Diario de Islandia V: Mývatn
Martes 18 de agosto de 2015
Nos levantamos temprano, para variar. Conducimos hacia el norte hasta la portuaria Húsavík, ciudad de apenas 2.300 habitantes famosa por sus excursiones de avistamiento de ballenas y otros animales marinos. Hemos llegado demasiado temprano, hemos de hacer tiempo hasta la apertura de las tiendas, así que pasamos de largo la localidad –más tarde regresaremos– para intentar ver algo por nuestra cuenta desde los acantilados. Seguimos unos veinte minutos hasta una punta sobrevolada por algunas gaviotas y protegida por un faro.
Dejamos el coche en un camino de tierra que sale de la carretera 85 y continuamos a pie, ya que la pista está cerrada al tráfico. Ascendemos por una loma tapizada con vegetación mullida y esponjosa de la que asoman algunas florecillas y llegamos hasta casi el borde del abismo sobre el mar. Encontramos aquí arriba algunas conchas marinas que delatan los hábitos alimenticios de las aves que pueblan la zona. Usamos unos prismáticos para tratar de avistar algún cetáceo, pero no hay suerte. Nos contentamos con seguir la trayectoria de algún pájaro y contemplar la majestuosidad de la bahía Skjálfandi.
Husávík
Desandamos el camino y, después de comprar en un pequeño supermercado y visitar su curiosa iglesa blanquirroja de aire alpino, desayunamos en un jardincillo con mesas de madera. Hace sol y damos un paseo por el parque de la ciudad, que en realidad es la ajardinada orilla sur de un arroyo con patos; la norte son jardines privados, en algunos casos muy llamativos, de las casas unifamiliares de la calle Ásgarðsvegur. La población, como todas, es muy colorida; suponemos que es la forma de romper la monotonía blanca del paisaje invernal. El material constructivo básico es la madera. Son casas bajas, sobrias, pero sus dueños cuidan los detalles, abundan las flores de temporada.
Caminamos por el puerto, donde conviven los pequeños barcos de pesca locales, una discreta actividad de transporte de contenedores y las llamativas embarcaciones turísticas. El telón de fondo, al otro lado de la bahía, es un frente de montañas nevadas. En cambio, si miramos desde la bocana hacia Husávík, un precioso monte verde resalta la silueta de las casas y la iglesia. Repostamos y partimos de vuelta hacia el sur para continuar ruta por la carretera 1.

*Filas listadas*.
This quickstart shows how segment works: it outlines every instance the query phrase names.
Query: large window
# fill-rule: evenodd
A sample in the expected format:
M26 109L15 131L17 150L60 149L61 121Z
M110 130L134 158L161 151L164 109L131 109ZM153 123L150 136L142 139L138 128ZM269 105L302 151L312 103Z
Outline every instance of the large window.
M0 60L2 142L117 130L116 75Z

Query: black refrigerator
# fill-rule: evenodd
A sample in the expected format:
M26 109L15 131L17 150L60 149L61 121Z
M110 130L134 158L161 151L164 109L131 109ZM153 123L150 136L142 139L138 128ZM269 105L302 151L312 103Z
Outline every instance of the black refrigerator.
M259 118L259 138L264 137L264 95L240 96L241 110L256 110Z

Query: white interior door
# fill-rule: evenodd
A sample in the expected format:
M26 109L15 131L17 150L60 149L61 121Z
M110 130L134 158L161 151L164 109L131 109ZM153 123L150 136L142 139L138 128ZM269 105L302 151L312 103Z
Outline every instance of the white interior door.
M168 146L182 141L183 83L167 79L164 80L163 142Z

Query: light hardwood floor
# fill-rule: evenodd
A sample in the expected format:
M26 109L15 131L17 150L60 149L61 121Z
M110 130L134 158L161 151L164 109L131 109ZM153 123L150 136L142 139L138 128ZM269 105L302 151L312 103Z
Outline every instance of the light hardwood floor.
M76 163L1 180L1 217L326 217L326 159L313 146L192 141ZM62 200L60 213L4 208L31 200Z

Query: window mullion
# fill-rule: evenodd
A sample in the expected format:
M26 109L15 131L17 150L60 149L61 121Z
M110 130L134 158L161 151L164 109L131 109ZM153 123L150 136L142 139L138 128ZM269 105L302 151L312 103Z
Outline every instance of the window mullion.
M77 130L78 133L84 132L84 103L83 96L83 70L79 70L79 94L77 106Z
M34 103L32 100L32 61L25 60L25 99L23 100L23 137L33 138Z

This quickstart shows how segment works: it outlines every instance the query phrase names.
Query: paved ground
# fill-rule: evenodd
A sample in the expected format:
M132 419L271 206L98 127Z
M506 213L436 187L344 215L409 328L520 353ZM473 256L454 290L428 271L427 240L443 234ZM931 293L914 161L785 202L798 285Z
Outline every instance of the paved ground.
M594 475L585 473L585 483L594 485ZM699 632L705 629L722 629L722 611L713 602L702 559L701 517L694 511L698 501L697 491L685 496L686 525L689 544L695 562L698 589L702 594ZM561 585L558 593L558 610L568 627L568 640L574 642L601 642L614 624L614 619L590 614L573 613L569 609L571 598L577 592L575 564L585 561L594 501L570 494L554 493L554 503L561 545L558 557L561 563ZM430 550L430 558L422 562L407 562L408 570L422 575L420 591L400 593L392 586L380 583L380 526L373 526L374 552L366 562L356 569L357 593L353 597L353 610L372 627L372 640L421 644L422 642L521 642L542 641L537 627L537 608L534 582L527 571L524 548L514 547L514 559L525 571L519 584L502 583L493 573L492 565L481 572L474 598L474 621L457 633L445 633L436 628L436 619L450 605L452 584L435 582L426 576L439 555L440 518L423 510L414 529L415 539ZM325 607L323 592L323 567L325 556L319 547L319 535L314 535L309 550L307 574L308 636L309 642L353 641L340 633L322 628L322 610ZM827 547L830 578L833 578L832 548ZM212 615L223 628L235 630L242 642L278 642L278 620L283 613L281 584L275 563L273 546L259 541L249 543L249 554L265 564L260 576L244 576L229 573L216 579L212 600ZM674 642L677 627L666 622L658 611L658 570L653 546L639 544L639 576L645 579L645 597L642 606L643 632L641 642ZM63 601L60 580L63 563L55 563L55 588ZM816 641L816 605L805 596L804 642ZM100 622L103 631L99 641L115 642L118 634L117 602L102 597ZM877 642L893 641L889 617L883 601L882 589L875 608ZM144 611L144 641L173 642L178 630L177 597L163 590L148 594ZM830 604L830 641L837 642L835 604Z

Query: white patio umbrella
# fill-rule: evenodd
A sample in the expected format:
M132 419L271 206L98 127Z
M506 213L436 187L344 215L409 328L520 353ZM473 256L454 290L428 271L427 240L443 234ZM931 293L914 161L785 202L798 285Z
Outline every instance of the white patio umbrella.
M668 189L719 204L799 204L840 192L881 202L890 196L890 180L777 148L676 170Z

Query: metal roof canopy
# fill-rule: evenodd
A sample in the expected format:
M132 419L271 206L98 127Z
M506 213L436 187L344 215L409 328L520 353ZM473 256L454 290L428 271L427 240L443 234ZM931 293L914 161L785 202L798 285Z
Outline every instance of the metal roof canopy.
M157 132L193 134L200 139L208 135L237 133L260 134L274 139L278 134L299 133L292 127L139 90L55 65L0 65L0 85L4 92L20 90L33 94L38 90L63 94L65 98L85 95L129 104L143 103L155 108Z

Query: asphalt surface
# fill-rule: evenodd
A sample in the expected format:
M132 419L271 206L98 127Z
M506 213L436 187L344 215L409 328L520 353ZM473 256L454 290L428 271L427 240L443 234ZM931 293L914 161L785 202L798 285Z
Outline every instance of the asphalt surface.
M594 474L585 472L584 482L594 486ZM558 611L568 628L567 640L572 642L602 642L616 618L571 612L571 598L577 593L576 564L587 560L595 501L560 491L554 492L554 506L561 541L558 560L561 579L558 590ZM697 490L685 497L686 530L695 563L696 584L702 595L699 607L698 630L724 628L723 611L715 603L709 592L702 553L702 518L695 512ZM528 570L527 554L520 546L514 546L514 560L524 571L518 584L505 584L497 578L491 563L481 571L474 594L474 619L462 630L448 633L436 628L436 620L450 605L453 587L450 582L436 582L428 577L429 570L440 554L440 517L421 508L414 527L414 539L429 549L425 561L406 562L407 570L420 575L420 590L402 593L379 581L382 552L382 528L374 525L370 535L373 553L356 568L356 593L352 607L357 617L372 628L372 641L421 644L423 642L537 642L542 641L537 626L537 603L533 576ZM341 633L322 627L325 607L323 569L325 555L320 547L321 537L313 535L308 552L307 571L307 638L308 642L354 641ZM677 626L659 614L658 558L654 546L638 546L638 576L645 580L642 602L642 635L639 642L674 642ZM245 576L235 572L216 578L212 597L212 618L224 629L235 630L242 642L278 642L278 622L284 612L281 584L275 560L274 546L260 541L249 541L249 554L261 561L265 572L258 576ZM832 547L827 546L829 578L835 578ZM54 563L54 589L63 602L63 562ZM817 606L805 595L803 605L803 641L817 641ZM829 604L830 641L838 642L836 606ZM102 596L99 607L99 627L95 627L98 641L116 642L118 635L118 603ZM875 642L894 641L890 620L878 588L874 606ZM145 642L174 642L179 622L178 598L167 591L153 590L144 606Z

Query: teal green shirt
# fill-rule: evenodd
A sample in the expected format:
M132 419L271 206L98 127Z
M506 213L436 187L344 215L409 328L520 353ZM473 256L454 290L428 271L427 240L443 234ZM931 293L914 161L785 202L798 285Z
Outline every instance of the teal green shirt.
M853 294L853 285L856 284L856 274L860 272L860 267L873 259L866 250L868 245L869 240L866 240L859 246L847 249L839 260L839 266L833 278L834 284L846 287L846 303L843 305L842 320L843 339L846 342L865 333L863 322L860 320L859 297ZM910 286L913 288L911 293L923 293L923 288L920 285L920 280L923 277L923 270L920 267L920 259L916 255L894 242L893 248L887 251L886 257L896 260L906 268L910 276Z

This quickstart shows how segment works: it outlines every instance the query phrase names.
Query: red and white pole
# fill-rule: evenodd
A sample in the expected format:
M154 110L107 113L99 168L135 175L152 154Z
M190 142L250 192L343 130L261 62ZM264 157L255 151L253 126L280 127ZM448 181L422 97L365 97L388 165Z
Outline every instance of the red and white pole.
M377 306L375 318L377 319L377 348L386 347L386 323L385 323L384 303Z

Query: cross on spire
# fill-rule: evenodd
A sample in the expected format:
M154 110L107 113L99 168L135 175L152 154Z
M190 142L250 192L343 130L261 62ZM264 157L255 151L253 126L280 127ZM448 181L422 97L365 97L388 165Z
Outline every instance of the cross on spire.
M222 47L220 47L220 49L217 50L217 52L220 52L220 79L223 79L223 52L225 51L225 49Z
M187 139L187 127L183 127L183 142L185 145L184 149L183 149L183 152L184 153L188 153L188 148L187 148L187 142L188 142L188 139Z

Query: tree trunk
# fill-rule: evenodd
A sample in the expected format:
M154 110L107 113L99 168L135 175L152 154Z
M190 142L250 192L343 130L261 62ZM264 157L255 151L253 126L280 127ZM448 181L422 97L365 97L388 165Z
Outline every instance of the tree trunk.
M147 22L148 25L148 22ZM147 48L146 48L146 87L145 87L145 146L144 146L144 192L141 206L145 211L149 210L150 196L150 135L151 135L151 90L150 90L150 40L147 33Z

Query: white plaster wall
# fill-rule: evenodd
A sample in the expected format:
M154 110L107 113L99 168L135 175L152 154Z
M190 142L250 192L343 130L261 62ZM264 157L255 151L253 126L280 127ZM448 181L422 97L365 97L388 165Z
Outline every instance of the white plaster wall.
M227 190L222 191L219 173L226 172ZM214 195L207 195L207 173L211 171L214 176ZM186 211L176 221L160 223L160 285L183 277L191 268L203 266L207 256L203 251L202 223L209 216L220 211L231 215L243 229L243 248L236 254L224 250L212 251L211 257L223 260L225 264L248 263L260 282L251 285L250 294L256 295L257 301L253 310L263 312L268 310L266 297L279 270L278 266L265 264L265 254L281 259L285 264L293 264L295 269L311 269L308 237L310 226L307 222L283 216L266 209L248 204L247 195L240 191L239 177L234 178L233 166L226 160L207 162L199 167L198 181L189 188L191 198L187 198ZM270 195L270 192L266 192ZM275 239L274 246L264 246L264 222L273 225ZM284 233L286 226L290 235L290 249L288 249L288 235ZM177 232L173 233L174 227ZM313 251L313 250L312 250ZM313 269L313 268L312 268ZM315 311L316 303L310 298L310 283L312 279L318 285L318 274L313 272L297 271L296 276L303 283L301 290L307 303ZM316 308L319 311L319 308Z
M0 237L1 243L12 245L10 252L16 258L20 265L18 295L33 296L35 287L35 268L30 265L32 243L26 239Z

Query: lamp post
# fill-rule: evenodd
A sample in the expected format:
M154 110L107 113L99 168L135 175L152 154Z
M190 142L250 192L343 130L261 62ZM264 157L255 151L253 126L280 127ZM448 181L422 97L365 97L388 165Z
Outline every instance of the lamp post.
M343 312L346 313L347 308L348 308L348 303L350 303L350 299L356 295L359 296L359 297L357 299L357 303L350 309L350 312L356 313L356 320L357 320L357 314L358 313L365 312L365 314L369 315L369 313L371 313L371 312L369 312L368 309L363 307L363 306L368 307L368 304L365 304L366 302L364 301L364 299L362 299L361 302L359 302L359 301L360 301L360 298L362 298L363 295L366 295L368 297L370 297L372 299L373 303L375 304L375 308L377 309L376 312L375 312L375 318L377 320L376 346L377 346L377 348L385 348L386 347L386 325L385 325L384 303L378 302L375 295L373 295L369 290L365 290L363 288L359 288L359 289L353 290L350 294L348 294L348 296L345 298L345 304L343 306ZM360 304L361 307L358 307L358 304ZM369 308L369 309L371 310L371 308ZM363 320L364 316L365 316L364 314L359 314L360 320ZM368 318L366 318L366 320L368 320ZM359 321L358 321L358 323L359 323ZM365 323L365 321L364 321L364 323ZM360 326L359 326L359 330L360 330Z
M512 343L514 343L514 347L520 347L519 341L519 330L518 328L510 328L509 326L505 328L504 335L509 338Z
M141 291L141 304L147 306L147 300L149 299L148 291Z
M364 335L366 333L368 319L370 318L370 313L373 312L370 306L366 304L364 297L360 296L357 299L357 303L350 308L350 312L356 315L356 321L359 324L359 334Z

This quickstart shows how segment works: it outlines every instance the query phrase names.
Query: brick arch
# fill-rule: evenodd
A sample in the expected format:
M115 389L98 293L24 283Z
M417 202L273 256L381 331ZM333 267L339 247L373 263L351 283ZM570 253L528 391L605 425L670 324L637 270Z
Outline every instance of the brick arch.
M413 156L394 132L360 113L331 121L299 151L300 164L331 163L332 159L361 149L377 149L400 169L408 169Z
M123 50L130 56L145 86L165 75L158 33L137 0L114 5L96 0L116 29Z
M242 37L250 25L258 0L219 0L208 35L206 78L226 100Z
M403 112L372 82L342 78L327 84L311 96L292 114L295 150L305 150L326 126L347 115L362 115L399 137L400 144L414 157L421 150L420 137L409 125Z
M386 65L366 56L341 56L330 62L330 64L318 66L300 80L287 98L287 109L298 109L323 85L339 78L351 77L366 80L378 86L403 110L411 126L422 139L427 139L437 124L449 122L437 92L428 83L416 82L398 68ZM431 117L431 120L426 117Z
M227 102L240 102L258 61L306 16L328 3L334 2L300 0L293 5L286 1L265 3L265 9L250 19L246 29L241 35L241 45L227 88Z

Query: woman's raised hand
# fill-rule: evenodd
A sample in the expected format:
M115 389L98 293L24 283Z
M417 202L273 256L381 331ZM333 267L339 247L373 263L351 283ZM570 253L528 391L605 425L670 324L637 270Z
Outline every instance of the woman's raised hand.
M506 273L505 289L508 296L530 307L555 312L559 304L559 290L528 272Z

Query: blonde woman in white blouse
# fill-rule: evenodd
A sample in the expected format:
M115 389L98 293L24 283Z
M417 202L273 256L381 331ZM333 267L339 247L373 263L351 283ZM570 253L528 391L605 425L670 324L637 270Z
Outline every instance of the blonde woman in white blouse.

*Acciones requeridas*.
• 1. Según el diario de Islandia, ¿cuál es el material constructivo básico de las casas de la ciudad portuaria?
• 2. Prosigue el diario de Islandia desde el punto en que termina.

*Respuestas*.
• 1. La madera.

• 2.
Lo primero, aunque nos supone retroceder algunos kilómetros, es regresar a Goðafoss para saldar nuestra deuda y dejarnos engullir por el espectáculo desde la margen derecha del río. Hay menos gente que en la orilla opuesta, sobre todo ahora que acaba de desembarcar en ella una invasión de turistas de un autocar. No nos cansamos de tomar fotos, a cada paso descubrimos una nueva perspectiva. Descendemos por un camino de piedras que baja desde lo alto del acantilado hasta la orilla misma en el fondo del cañón. El ruido es ensordecedor e hipnótico y las salpicaduras nos mojan como una fina lluvia. Acabamos de darnos cuenta de que el camping que andábamos buscando ayer estaba justo donde hemos aparcado hoy el coche, pero nos alegramos de haberlo pasado por alto y de haber probado la acampada libre.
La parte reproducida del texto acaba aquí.